In the rows below, swap "come across" for "spot" wherever it appears and leave everything else unchanged. Omit the pictures from your answer.
___ Dataset entries ___
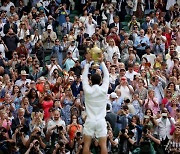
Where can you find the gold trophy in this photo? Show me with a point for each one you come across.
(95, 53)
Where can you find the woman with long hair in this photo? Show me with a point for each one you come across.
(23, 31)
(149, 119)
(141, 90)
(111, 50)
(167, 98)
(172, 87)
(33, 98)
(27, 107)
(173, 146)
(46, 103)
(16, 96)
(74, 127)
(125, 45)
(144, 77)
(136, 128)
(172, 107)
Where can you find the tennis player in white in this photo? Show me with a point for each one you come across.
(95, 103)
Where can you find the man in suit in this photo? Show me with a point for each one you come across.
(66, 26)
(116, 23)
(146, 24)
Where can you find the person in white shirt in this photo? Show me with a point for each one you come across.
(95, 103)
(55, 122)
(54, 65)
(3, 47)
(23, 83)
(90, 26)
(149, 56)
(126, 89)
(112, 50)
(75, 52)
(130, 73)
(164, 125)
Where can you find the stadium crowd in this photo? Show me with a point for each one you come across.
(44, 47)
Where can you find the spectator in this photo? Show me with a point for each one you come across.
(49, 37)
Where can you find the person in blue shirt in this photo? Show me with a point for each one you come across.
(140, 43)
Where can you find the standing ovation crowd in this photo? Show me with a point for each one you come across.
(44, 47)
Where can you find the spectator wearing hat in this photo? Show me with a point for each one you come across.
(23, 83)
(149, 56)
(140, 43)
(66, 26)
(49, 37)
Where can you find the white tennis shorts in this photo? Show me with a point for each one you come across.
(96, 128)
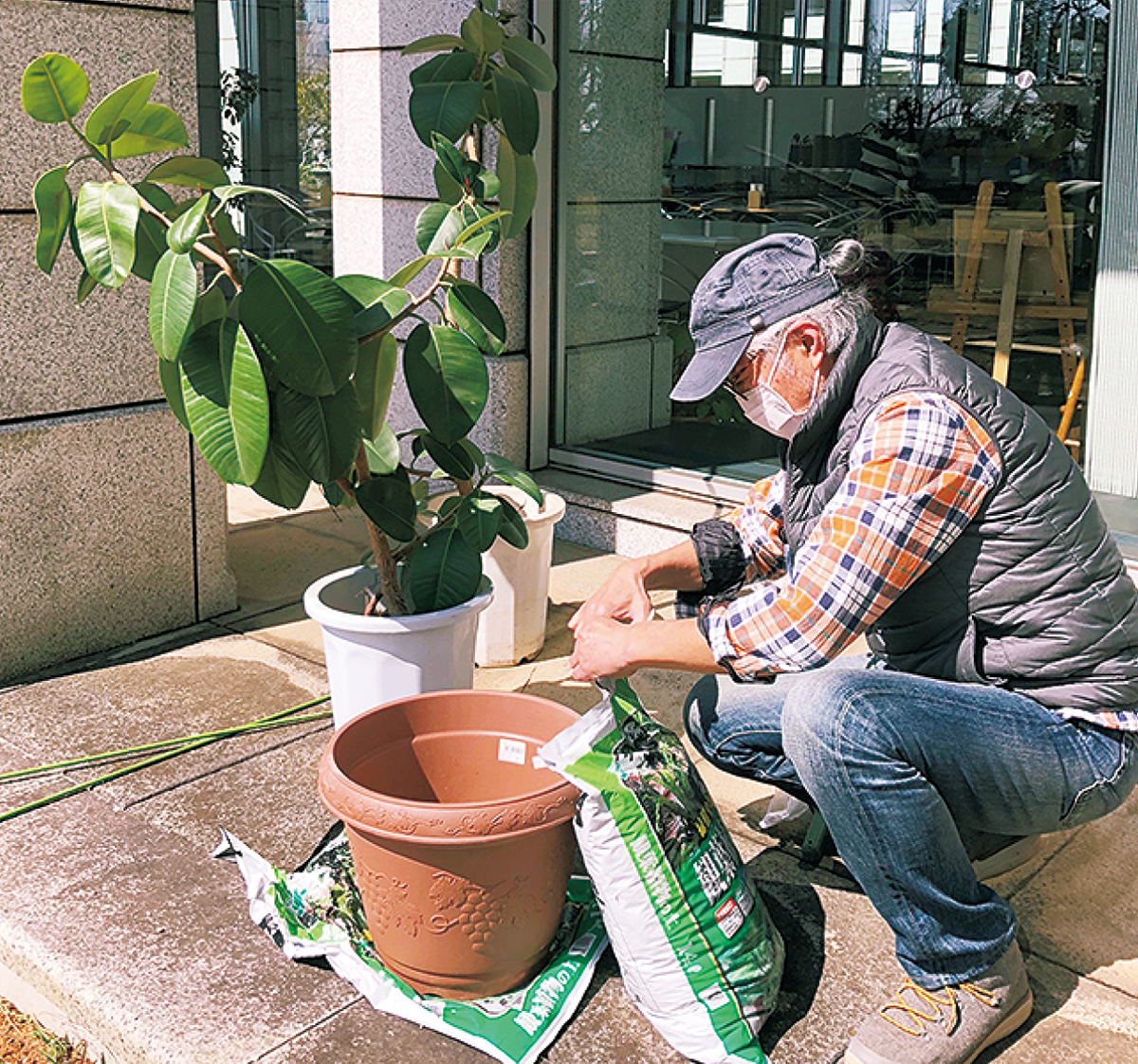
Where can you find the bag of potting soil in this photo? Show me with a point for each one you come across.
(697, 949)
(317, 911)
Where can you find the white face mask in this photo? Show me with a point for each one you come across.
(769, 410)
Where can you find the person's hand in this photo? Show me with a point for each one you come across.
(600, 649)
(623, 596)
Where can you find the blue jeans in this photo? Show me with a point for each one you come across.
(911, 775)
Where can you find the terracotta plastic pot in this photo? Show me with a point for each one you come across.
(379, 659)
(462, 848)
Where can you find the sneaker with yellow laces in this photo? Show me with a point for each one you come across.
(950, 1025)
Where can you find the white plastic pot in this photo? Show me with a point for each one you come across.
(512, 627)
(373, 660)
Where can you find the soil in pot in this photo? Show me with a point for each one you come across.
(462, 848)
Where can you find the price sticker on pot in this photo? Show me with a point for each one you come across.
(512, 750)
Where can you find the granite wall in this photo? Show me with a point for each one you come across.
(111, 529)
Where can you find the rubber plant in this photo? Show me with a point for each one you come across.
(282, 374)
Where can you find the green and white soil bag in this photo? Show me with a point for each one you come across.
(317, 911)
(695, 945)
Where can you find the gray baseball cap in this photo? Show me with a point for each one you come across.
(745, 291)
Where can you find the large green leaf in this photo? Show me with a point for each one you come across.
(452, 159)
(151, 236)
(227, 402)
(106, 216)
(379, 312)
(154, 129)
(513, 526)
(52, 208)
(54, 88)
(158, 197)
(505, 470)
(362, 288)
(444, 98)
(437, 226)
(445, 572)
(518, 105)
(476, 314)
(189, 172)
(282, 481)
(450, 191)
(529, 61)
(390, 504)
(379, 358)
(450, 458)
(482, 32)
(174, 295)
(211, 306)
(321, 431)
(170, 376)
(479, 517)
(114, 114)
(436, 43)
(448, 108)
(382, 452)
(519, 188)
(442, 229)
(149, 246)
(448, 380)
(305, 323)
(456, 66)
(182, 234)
___
__Response for this exercise__.
Where can you find the gold trophy in this photo? Show me with a point for each one you spot.
(95, 53)
Where can you find the woman with long hair in this photo? Show me with a point for each one you spot.
(23, 31)
(149, 119)
(141, 90)
(111, 50)
(167, 98)
(172, 87)
(33, 98)
(27, 107)
(173, 146)
(46, 103)
(16, 96)
(74, 127)
(125, 45)
(144, 77)
(136, 128)
(172, 107)
Where can you find the tennis player in white in this photo? Show me with a point for each one you spot.
(95, 103)
Where can you find the man in suit in this photo? Show me with a point for each one you spot.
(66, 26)
(116, 23)
(146, 24)
Where can you find the person in white shirt in this photo? Show me with a point for each one you spot.
(95, 103)
(55, 122)
(54, 65)
(3, 47)
(23, 83)
(90, 26)
(149, 56)
(126, 89)
(112, 50)
(75, 52)
(130, 73)
(164, 125)
Where can you find the stadium crowd in this photo? Show me with a point for each one you spot.
(44, 47)
Where can you find the spectator in this photo? Show me with a point for each one you spot.
(49, 37)
Where can you find the person in blue shirt in this photo? Show me with a point for each one you spot.
(140, 43)
Where can you find the standing ovation crowd in this photo? Show me with a point for each one you spot.
(44, 47)
Where can you find the spectator wearing hat in this photo? Show me with a point for each one you spot.
(23, 83)
(149, 56)
(140, 43)
(66, 26)
(49, 37)
Where can you find the white tennis shorts in this photo? Show me with a point for each one you spot.
(96, 128)
Where can you find the bag of potting soil in this photo? Show me with a point for each one you spot.
(697, 949)
(317, 911)
Where can you find the white face mask in this photo? Show me with a point for each one you spot.
(769, 410)
Where can you find the person's hand in this photo? Show me with a point for each one you spot.
(600, 649)
(623, 596)
Where can you find the blue jeans in this photo? Show me with a point for each one you spot.
(911, 775)
Where can you find the terracotta plastic pot in this photo? Show me with a point for each one you spot.
(379, 659)
(462, 848)
Where can you find the sneaker with yellow laces in this photo? Show me with a point for each one you spot.
(950, 1025)
Where can you find the white plastic pot in this photo? Show me with a point for each one you spot.
(512, 627)
(373, 660)
Where can you find the soil in pot in this photo? Show me with a point for each one you spot.
(462, 848)
Where can you find the price sticker on pot in this photo? Show me with a point for each one you spot.
(512, 750)
Where can you find the granite wall in this photo? Show me with a point for each one you spot.
(111, 529)
Where can you find the rubber plant in this photo? Show me with a point for each one you spot.
(282, 374)
Where can you find the green and white soil bag in this photo? Show me with a point for each one you spot.
(317, 911)
(695, 945)
Where can you find the gray baseball cap in this photo? Show me with a point for each one you spot.
(745, 291)
Where can you find the large green leaf in this photo? Show me with a point for each one you spot.
(452, 159)
(151, 236)
(227, 402)
(106, 216)
(379, 312)
(154, 129)
(513, 526)
(52, 208)
(54, 88)
(158, 197)
(505, 470)
(362, 288)
(444, 98)
(437, 226)
(445, 572)
(518, 105)
(476, 314)
(189, 172)
(282, 481)
(450, 191)
(529, 61)
(390, 504)
(379, 358)
(450, 458)
(482, 32)
(174, 295)
(211, 306)
(321, 431)
(170, 376)
(479, 517)
(114, 114)
(436, 43)
(448, 108)
(382, 452)
(519, 188)
(442, 229)
(149, 246)
(448, 380)
(305, 323)
(456, 66)
(182, 234)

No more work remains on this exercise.